• _Data to process_:
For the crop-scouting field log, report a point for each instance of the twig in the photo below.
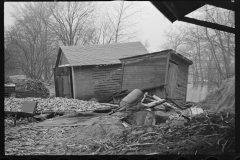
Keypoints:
(154, 153)
(224, 146)
(138, 144)
(208, 143)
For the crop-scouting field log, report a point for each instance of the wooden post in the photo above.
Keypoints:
(73, 83)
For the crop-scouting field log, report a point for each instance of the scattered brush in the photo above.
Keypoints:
(221, 99)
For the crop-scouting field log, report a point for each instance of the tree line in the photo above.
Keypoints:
(39, 28)
(212, 51)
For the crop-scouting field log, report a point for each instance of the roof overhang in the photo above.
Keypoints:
(177, 10)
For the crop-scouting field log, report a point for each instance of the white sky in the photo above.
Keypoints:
(152, 25)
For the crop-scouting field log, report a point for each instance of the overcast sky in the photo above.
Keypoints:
(152, 25)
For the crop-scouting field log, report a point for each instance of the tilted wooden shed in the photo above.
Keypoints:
(158, 73)
(92, 71)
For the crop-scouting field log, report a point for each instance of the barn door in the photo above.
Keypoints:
(172, 79)
(62, 82)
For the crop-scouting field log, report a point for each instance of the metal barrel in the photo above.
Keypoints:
(133, 98)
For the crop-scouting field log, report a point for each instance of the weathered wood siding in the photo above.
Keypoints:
(172, 79)
(62, 81)
(182, 76)
(107, 80)
(63, 60)
(84, 87)
(97, 81)
(144, 72)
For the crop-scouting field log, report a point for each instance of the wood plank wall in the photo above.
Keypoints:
(182, 77)
(107, 79)
(144, 73)
(97, 81)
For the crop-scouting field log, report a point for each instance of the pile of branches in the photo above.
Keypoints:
(212, 134)
(221, 99)
(32, 85)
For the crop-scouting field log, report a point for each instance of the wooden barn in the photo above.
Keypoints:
(157, 73)
(92, 71)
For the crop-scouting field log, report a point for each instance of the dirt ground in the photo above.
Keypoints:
(201, 136)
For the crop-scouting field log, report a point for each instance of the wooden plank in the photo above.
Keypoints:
(105, 87)
(107, 82)
(107, 77)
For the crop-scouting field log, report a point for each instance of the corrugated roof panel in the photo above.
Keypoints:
(102, 54)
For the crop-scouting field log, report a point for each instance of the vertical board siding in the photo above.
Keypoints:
(144, 73)
(63, 82)
(97, 81)
(107, 80)
(181, 83)
(172, 79)
(83, 82)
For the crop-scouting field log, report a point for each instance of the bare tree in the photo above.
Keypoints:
(212, 51)
(118, 21)
(31, 40)
(71, 21)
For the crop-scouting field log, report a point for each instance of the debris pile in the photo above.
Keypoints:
(221, 99)
(205, 134)
(51, 104)
(31, 85)
(129, 128)
(209, 134)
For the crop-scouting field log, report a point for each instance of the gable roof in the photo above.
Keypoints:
(100, 54)
(177, 10)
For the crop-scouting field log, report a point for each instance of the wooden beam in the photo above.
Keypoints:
(208, 24)
(226, 5)
(73, 83)
(172, 8)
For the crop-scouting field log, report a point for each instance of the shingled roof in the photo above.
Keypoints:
(100, 54)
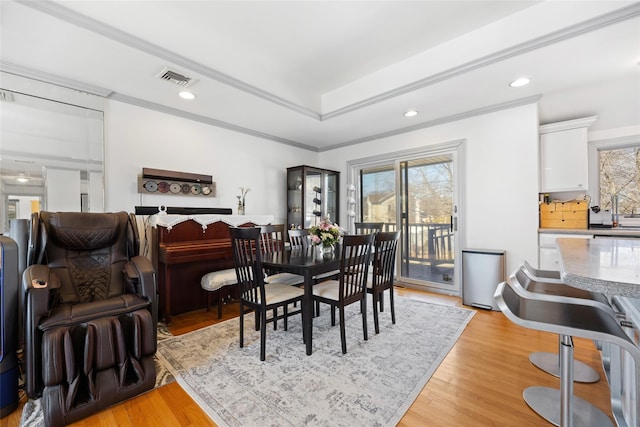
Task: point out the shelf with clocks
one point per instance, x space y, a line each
175 183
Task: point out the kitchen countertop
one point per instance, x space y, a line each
613 232
610 266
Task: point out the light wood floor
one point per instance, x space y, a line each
479 383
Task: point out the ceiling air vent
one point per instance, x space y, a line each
175 77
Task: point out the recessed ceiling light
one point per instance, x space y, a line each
186 95
519 82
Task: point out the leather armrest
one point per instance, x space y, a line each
37 283
39 277
141 274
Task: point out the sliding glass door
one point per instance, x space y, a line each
418 196
427 214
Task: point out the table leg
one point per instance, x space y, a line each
307 312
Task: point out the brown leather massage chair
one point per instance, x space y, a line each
90 313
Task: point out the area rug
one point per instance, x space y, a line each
372 385
32 415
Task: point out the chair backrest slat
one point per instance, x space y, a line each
384 258
299 239
356 252
272 238
368 227
245 243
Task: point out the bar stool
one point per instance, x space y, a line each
561 407
216 280
548 285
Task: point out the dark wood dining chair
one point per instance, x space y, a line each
384 268
351 285
368 227
254 295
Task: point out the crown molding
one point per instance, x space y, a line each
439 121
537 43
72 17
95 90
207 120
583 122
54 79
112 33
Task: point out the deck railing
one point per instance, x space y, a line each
427 242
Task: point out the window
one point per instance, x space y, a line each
616 172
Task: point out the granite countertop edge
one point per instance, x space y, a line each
614 232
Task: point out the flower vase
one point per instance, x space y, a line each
327 250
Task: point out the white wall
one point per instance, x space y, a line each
63 190
136 138
501 176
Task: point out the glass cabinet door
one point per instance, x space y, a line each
330 197
312 195
313 198
294 198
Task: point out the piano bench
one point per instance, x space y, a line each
214 281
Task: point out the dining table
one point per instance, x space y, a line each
307 262
607 265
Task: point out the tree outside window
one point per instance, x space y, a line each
620 176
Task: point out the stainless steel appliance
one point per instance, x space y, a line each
482 271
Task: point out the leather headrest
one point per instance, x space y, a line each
83 231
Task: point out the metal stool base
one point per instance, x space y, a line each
545 401
550 363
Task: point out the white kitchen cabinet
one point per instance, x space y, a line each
564 157
549 257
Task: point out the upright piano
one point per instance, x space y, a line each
185 248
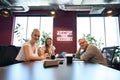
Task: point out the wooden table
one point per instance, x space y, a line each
78 70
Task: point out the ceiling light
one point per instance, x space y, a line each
109 11
5 12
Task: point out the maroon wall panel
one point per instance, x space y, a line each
6 24
65 21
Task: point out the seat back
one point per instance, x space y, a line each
10 55
108 53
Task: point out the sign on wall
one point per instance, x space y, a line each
64 36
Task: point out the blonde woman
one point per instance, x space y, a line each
30 50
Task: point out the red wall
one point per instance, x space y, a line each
65 21
6 24
62 21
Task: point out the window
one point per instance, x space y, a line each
105 29
25 25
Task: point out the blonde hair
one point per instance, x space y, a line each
35 30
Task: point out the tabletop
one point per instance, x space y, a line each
78 70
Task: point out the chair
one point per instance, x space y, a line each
108 53
10 55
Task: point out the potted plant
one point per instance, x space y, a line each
92 40
44 37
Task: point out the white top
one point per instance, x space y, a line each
21 54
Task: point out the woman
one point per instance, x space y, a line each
30 50
48 48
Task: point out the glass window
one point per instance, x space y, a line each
25 25
103 29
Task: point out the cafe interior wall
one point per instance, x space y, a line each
64 20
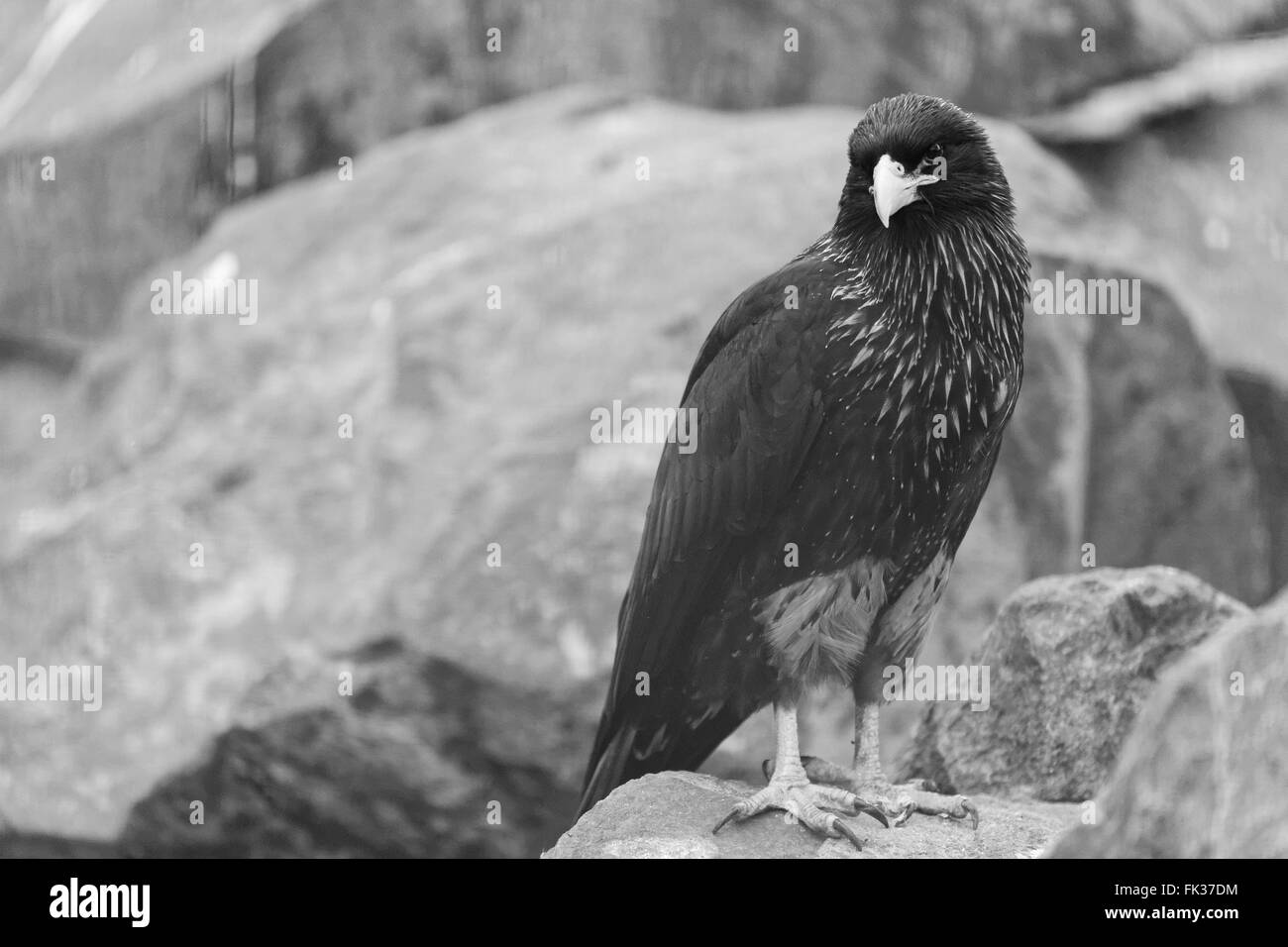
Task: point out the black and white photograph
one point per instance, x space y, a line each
644 429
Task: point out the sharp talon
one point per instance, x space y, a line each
842 828
867 808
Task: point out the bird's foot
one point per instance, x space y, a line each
898 801
807 804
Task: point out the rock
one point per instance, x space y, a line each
1262 405
1072 660
424 759
1202 775
671 814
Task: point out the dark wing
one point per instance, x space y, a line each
758 399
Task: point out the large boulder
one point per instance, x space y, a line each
1203 772
1072 660
671 815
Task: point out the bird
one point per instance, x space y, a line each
849 410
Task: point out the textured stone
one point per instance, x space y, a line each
1205 771
671 815
1072 660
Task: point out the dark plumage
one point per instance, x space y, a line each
816 427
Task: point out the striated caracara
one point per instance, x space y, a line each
851 403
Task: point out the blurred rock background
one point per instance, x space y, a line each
515 169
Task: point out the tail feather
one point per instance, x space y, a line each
617 762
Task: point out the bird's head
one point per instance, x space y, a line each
918 162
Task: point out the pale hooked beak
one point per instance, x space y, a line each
894 188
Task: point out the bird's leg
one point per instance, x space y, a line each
868 780
791 789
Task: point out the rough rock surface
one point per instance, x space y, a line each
671 815
1072 660
1205 771
421 759
1263 405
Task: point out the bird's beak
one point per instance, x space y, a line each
894 188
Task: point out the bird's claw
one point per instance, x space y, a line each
964 809
805 802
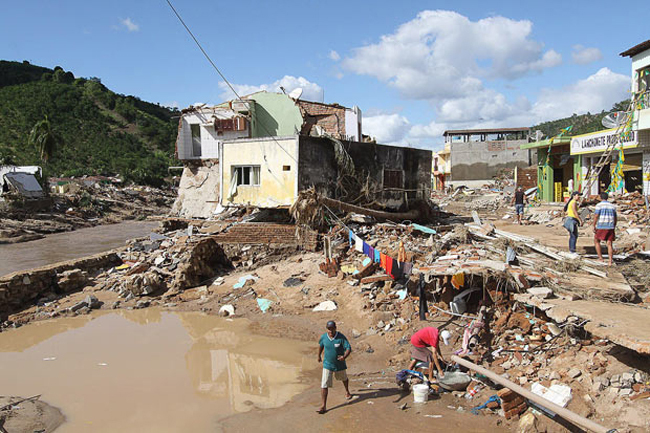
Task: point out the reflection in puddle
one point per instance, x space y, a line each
148 370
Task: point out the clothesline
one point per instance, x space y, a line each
393 268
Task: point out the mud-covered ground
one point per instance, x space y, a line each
87 207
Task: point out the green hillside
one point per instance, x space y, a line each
582 123
99 131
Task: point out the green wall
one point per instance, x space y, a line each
275 115
547 183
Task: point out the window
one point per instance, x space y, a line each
246 175
196 139
393 178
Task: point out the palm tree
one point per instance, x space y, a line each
44 138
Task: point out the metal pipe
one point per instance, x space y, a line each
564 413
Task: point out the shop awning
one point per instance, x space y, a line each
544 143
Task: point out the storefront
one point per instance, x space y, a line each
590 148
558 172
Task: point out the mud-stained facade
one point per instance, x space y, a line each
478 155
262 150
260 172
402 173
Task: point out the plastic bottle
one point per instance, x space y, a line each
471 393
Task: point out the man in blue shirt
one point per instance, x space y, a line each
336 348
604 226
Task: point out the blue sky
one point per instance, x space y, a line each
415 68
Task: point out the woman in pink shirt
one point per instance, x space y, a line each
421 340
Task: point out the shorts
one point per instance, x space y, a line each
421 354
328 377
519 209
605 235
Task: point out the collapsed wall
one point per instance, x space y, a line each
198 192
24 288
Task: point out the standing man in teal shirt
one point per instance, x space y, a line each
336 348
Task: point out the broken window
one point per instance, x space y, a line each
246 175
393 178
196 139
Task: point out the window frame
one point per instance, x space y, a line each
251 174
389 181
195 134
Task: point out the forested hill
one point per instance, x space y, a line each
96 131
582 123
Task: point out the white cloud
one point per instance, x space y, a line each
584 55
310 91
594 93
450 61
442 54
333 55
130 25
386 128
490 109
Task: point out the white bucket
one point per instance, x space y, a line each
420 393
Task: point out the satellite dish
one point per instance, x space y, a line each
296 93
614 119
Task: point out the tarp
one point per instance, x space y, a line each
25 184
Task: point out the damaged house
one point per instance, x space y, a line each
264 149
478 155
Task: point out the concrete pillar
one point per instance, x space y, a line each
646 172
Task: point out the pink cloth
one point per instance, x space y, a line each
425 337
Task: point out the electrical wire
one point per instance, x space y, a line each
223 77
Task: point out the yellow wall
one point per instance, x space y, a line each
277 187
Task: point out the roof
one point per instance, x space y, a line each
636 49
545 143
484 131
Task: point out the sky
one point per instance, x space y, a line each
415 68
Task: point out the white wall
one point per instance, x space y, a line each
353 123
210 140
278 187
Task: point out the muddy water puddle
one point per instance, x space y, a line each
151 370
59 247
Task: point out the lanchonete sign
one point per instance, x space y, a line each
599 141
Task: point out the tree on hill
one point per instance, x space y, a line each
44 139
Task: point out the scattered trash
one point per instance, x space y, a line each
242 281
325 306
227 310
264 304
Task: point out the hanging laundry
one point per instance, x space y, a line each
401 252
398 269
408 269
389 266
366 249
458 280
358 245
422 293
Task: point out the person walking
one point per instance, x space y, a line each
572 220
604 226
519 199
421 340
336 349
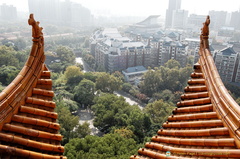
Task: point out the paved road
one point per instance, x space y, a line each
86 115
86 68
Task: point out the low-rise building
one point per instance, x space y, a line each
134 75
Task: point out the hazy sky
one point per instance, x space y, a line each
143 7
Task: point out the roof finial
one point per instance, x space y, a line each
205 32
36 30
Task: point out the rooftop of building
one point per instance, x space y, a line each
135 69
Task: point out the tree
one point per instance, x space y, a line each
150 84
112 112
119 75
158 111
7 57
126 87
67 121
172 64
73 76
110 146
82 130
72 71
166 95
65 55
7 74
84 92
108 83
89 59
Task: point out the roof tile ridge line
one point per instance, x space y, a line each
28 153
226 107
204 34
17 84
36 30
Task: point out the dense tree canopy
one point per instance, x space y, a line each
112 112
110 146
84 92
108 83
7 74
65 54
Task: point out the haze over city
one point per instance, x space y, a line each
142 8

• _Activity_:
Starting from the records above, copy each line where the string "cabinet" is found.

• _Written reply_:
Task: point out the glass cabinet door
Task: point out the white kitchen cabinet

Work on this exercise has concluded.